_WORK INSTRUCTIONS_: Word-for-word transcription is needed for all of the entries.

_DATA PROVIDED_:
= = = =
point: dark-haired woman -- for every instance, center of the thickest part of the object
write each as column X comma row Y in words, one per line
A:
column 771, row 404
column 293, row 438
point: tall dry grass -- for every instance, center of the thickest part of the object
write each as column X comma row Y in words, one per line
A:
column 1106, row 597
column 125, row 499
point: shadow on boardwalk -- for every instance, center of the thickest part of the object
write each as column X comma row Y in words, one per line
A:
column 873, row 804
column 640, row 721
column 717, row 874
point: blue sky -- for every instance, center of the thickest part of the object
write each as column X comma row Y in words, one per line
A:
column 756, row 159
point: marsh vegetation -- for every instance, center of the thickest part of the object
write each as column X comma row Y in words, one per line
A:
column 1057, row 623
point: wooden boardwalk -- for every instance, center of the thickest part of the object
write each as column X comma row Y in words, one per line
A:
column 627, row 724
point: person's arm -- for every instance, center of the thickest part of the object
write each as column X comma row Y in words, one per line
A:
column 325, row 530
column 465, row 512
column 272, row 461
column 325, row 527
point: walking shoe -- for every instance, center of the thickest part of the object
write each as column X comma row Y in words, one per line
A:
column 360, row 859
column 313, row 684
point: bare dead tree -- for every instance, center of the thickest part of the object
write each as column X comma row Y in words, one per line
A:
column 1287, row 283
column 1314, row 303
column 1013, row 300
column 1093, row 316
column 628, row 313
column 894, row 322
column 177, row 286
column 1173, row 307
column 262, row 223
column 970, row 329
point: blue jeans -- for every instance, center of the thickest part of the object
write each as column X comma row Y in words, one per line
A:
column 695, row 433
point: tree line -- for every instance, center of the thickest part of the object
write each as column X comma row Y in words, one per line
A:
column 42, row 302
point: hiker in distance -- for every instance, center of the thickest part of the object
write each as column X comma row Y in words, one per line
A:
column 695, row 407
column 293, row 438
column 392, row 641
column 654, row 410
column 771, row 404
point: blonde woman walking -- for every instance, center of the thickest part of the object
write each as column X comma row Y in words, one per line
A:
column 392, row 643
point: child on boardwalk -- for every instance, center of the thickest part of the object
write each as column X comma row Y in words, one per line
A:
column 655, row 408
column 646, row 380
= = = =
_TASK ANSWER_:
point: dark-haired woman -- for every instance, center of the thickest part of the object
write each as column X comma row Y in words, one per line
A:
column 771, row 404
column 293, row 438
point: tall dry grass -- for every instance, center of the thickest part of the object
write each as column X comma row Y in words, one per line
A:
column 1106, row 597
column 125, row 499
point: shadow on boardwalk -- for every instance, center of the thickest part of the object
write each as column X comma row Y in words, one per line
A:
column 873, row 804
column 640, row 721
column 717, row 874
point: blue sky -- for every instance, center of the thickest part of the object
write each as column X comma row Y in words, one per line
A:
column 756, row 159
point: marsh vegetation -- for every instance, center of the thickest part of the object
write each as column X comma row Y in words, one per line
A:
column 1057, row 623
point: wooden boardwalk -- for every instance, center of the thickest part of the object
write each as column X comma row Y in words, one per line
A:
column 627, row 724
point: person's arm -- for every instance, center of the thickest part of the object
write each as column X comma row Y in words, one per line
A:
column 325, row 530
column 465, row 512
column 272, row 461
column 325, row 527
point: walking shoe -- for every instance, center of the thickest part of the object
write each as column X comma row Y in words, one per line
A:
column 360, row 859
column 313, row 684
point: bare dead tree -- for every instance, center of the thickest part of the object
write each as column X comma row Y in words, one per line
A:
column 1287, row 283
column 1314, row 303
column 1013, row 300
column 1093, row 316
column 628, row 313
column 894, row 322
column 177, row 286
column 1173, row 307
column 262, row 223
column 970, row 329
point: blue jeans -- for every instance, center of the thickest part of the object
write each as column X comma row Y in words, one per line
A:
column 695, row 433
point: tree line -- for every instance, center of the thickest part of the object
write each as column X comma row Y in words, one per line
A:
column 42, row 302
point: hiker in distance -- for every instance, center of the thickest part of the object
write each as column X comma row Y in words, one per line
A:
column 695, row 407
column 293, row 438
column 392, row 641
column 654, row 410
column 771, row 404
point: blonde woman walking -- for every instance, center of the thickest part of the object
write each as column X comma row Y in words, one per line
A:
column 392, row 643
point: child on boardwalk -- for every instance, center of the thickest part of the object
write each as column X comma row Y in words, one per line
A:
column 655, row 408
column 646, row 380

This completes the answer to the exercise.